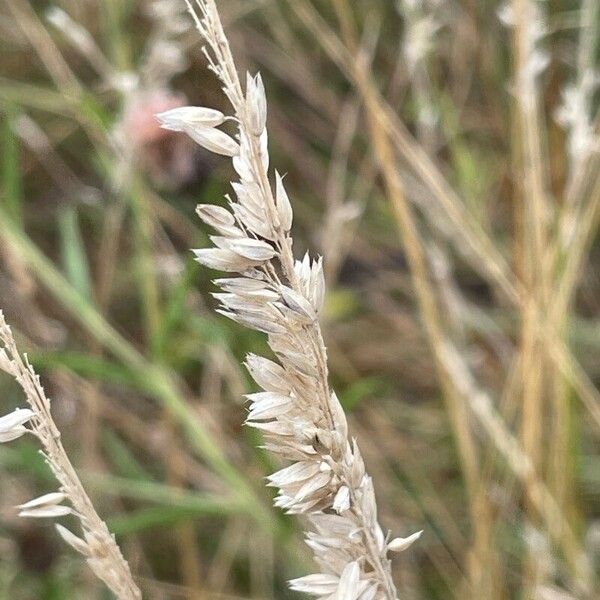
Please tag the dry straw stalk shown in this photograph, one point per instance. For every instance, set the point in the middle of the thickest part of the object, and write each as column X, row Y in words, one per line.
column 97, row 544
column 299, row 415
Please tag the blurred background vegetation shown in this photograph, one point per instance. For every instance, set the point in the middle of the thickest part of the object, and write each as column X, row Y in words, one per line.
column 479, row 420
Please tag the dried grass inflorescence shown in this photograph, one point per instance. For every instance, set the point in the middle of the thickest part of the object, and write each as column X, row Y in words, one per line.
column 97, row 544
column 299, row 415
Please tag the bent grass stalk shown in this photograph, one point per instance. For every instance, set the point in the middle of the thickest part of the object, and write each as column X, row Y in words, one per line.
column 299, row 415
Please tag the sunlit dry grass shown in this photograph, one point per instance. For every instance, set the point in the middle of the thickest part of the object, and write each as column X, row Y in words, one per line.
column 442, row 156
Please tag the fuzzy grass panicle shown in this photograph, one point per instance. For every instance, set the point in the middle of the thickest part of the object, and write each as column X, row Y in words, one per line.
column 300, row 416
column 97, row 545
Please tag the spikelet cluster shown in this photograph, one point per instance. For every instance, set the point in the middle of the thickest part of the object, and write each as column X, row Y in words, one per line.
column 300, row 417
column 97, row 545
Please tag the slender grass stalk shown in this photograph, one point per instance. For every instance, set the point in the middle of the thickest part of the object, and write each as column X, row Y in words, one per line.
column 299, row 415
column 97, row 544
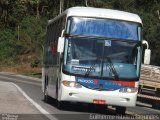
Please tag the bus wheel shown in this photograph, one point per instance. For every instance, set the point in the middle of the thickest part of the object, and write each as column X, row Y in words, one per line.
column 46, row 97
column 120, row 110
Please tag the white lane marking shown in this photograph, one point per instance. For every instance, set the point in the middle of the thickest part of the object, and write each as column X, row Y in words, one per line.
column 42, row 110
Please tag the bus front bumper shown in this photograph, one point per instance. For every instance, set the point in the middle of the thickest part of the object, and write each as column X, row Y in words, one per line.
column 86, row 95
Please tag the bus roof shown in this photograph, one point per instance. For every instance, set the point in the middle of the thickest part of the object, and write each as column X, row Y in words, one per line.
column 100, row 13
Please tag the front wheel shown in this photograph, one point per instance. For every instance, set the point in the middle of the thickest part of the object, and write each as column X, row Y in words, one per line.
column 120, row 110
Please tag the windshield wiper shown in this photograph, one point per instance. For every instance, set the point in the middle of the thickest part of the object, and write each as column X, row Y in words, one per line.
column 111, row 67
column 91, row 67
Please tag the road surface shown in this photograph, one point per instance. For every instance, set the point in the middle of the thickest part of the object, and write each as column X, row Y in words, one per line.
column 72, row 111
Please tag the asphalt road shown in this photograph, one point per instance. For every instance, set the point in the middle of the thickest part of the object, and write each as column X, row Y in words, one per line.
column 71, row 111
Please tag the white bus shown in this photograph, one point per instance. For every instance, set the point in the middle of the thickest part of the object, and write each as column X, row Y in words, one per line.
column 93, row 55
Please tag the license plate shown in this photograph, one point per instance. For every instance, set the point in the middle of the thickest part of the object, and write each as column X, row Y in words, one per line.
column 99, row 102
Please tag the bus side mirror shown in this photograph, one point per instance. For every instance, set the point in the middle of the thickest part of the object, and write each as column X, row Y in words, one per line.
column 60, row 46
column 147, row 56
column 147, row 53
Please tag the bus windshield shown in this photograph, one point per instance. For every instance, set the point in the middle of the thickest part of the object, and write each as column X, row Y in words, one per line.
column 95, row 57
column 103, row 28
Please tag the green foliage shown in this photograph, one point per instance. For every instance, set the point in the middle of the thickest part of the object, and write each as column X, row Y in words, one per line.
column 31, row 16
column 7, row 47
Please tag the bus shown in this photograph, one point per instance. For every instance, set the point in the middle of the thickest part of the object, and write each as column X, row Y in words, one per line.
column 93, row 55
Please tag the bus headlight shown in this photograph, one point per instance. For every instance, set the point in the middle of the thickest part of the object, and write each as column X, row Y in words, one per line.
column 129, row 90
column 71, row 84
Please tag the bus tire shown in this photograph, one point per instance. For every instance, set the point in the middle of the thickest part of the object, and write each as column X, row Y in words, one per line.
column 120, row 110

# YOUR ASSIGNMENT:
Print nothing but the lines from the one containing "Please tag the license" through the end of the listing above, exactly as written.

# YOUR RESPONSE:
Please tag the license plate shown in this photograph, one point per instance. For every instance, set the point in the middle of the thickest part of the object, and write each as column X, row Y in words, one per line.
column 99, row 102
Please tag the bus side mirror shown in this photograph, one point per instance. For every instance, set the point in the middle of the thickest part of the object, and write each as column X, row Y in words, one per line.
column 60, row 46
column 147, row 56
column 147, row 53
Please tag the bus windshield shown in this photograph, one point per instance. For every instance, set the point in the middle of the thickest part of the object, and write each as column X, row Y in words, one per line.
column 95, row 57
column 103, row 28
Please tag the green foliage shown in this photograph, one point per instance. For every instance, set the point in the middle of the thickest part of the object, and write each as column X, row Y in words, one per line.
column 31, row 16
column 7, row 47
Please tag the bus shown in this photograph, one point per instance. For every instance, set the point in the middle of the thickest part of the object, and write each as column X, row Y in words, one per line.
column 93, row 55
Please tag the bus headlight shown in this photograph, one point per instance. For every instance, set the point in the middle of the thickest part of the object, and write each as column X, row Y in words, one per line.
column 129, row 90
column 71, row 84
Please tag the bus tire shown in this photograph, one point per instance. For every instance, set the point in the middle of the thickest part of the object, and write each as column X, row Y in words, one per line.
column 120, row 110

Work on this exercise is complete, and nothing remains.